_What is required_.
Can you output every one of the items below verbatim, character for character?

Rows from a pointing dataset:

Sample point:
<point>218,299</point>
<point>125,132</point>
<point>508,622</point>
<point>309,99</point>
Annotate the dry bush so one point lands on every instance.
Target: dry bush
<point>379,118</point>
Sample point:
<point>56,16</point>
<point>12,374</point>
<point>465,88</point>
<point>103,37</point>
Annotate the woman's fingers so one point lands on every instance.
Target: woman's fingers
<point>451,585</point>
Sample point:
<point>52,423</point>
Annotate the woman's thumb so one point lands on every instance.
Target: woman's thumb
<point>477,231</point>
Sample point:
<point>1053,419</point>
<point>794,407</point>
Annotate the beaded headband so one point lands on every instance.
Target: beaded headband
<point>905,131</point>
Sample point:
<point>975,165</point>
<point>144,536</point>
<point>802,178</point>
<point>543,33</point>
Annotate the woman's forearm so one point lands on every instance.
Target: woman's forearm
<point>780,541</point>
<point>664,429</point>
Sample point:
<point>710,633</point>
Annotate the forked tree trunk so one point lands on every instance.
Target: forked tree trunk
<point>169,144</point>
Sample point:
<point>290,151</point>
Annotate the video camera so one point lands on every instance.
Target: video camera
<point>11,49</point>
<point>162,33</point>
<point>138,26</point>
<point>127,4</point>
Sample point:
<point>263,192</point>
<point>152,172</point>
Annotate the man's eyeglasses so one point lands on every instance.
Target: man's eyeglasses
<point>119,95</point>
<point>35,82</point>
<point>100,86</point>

_Complete output_.
Sample point:
<point>218,299</point>
<point>125,132</point>
<point>508,622</point>
<point>309,99</point>
Annotate the dry bush so one point lands on every instance.
Target: dry bush
<point>379,118</point>
Sample point:
<point>56,16</point>
<point>12,374</point>
<point>465,88</point>
<point>103,37</point>
Annotate the woman's fingers so one point lands on every instance.
Target: woman's fingers
<point>451,585</point>
Sample point:
<point>52,423</point>
Annotate the woman's thumb so one point lands on every instance.
Target: woman's thumb
<point>477,231</point>
Sample point:
<point>1053,419</point>
<point>794,407</point>
Annotate the beaded headband so one point lands on every instance.
Target: beaded headband
<point>905,131</point>
Sample point:
<point>975,165</point>
<point>144,536</point>
<point>802,178</point>
<point>543,33</point>
Annotate the woman's forearm so one point lands on every instance.
Target: woman's forearm
<point>780,541</point>
<point>664,429</point>
Sample point:
<point>710,633</point>
Annotate the forked tree trunk so one point lands on every instance.
Target: forked tree trunk
<point>169,144</point>
Sample point:
<point>290,151</point>
Annotate the video camera so one point lands on every instance.
Target: video camera
<point>11,49</point>
<point>162,33</point>
<point>138,26</point>
<point>127,4</point>
Sample point:
<point>263,192</point>
<point>152,172</point>
Annotate the man's eyeglasses so one point lands on every instance.
Target: man's eyeglasses
<point>119,95</point>
<point>35,82</point>
<point>100,86</point>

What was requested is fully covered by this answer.